# Текст страницы
------

Осадные орудия были поставлены на пожарище, передвинулись и туры. 11–14 февраля московский «наряд» возобновил разрушительную работу на новых позициях. Ядра разбивали замковую стену, достигая противоположной стены, защитники замка несли от них жестокий урон. Русские артиллеристы использовали зажигательные снаряды (то ли раскаленные ядра, то ли сосуды со специальной смесью). В замке полыхнули пожары.
Таким образом, казанский урок по части инженерного дела и артиллерии также был отлично усвоен государем…
Пушки били без перерыва на протяжении нескольких суток. Московские ядра уничтожили 20 % замковых стен, превратив их в подобие стариковской челюсти с выпавшими зубами… Гарнизон принужден был одновременно защищать замок, чинить стены и тушить пожары. Довойна устроил отчаянную вылазку, но она была отбита. За всю осаду русская армия потеряла менее ста бойцов, хотя защитники и нападающие как минимум трижды вступали в рукопашный бой. По тем временам это были ничтожные потери. Таким образом, положение обороняющихся стало безнадежным, в то время как московские полки готовились к решающему штурму. Он должен был состояться 15 февраля.
Но в этот день полоцкий воевода утратил твердость духа. Он сдал городское знамя и отправил епископа со священниками за ворота, чтобы те уговорили Ивана Васильевича начать переговоры о сдаче Замка. Царь захотел вести их только с самим Довойной, и тот вынужден был прибыть в русский стан, где смог выторговать лишь одно условие: жизнь. Уже после сдачи, по некоторым источникам, поляки попытались наперекор достигнутому соглашению организовать оборону. Однако и они в конце концов оставили позиции, когда царь пообещал отпустить их, беспрепятственно проведя со всем имуществом сквозь ряды московских полков. Обещание было впоследствии исполнено.

------

# Задания
1. Сколько бойцов потеряла русская армия за всю осаду, согласно тексту об осаде Полоцка?
2. Перепишите из текста об осаде Полоцка фрагмент между словами «Таким образом, казанский» и «состояться 15 февраля.» включительно.

# Исходные данные
------

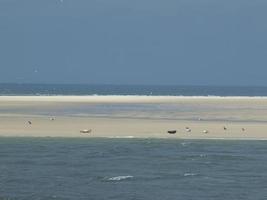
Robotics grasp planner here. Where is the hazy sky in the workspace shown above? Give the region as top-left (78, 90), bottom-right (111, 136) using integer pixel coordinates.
top-left (0, 0), bottom-right (267, 86)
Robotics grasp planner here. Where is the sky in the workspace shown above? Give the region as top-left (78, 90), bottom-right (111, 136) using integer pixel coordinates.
top-left (0, 0), bottom-right (267, 86)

------

# Выполненное задание
1. Менее ста бойцов.

2.
Таким образом, казанский урок по части инженерного дела и артиллерии также был отлично усвоен государем…
Пушки били без перерыва на протяжении нескольких суток. Московские ядра уничтожили 20 % замковых стен, превратив их в подобие стариковской челюсти с выпавшими зубами… Гарнизон принужден был одновременно защищать замок, чинить стены и тушить пожары. Довойна устроил отчаянную вылазку, но она была отбита. За всю осаду русская армия потеряла менее ста бойцов, хотя защитники и нападающие как минимум трижды вступали в рукопашный бой. По тем временам это были ничтожные потери. Таким образом, положение обороняющихся стало безнадежным, в то время как московские полки готовились к решающему штурму. Он должен был состояться 15 февраля.